§ What you will do
After locating the line with "One point belongs on each instance of the refrigerator", retype it and every later line exactly, stopping at the end of the records.

§ Provided records
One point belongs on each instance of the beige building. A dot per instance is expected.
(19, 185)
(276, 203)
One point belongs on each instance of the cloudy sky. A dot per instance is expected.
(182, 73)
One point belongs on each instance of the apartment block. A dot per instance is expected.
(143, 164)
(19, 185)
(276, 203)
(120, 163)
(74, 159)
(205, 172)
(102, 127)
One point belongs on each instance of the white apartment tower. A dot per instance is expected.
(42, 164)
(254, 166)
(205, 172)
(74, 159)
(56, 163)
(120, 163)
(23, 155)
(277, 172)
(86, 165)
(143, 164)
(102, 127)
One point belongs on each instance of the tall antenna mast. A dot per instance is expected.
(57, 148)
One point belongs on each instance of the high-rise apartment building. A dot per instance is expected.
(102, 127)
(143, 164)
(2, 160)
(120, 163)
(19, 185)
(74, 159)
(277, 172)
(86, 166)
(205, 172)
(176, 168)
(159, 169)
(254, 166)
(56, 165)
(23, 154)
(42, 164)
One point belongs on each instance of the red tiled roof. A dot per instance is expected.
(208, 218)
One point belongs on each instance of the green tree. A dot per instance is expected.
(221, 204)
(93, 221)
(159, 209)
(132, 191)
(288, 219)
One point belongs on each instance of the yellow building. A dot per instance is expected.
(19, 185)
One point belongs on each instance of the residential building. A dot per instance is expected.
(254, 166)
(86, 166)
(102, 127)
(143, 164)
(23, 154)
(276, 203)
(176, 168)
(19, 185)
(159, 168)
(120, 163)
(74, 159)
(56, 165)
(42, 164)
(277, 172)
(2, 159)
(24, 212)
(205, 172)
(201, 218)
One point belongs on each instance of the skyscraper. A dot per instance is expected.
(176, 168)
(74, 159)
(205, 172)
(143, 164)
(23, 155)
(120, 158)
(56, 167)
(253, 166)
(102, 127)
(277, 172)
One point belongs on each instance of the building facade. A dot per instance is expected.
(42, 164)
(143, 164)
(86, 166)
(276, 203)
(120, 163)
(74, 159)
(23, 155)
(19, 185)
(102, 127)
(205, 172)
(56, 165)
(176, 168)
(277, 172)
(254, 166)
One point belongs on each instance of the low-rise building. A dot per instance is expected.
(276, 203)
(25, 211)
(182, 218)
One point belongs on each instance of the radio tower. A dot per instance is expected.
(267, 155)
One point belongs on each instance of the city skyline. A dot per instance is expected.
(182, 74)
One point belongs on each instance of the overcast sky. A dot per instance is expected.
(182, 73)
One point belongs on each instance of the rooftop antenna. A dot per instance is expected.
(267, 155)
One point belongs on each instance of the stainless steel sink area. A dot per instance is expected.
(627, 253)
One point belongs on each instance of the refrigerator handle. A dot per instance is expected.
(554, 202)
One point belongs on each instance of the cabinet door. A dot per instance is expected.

§ Response to the exercise
One point belongs on each instance of the refrigerator handle. A dot per instance is expected.
(554, 202)
One point belongs on each instance of the cabinet door. A dot per instance is expected.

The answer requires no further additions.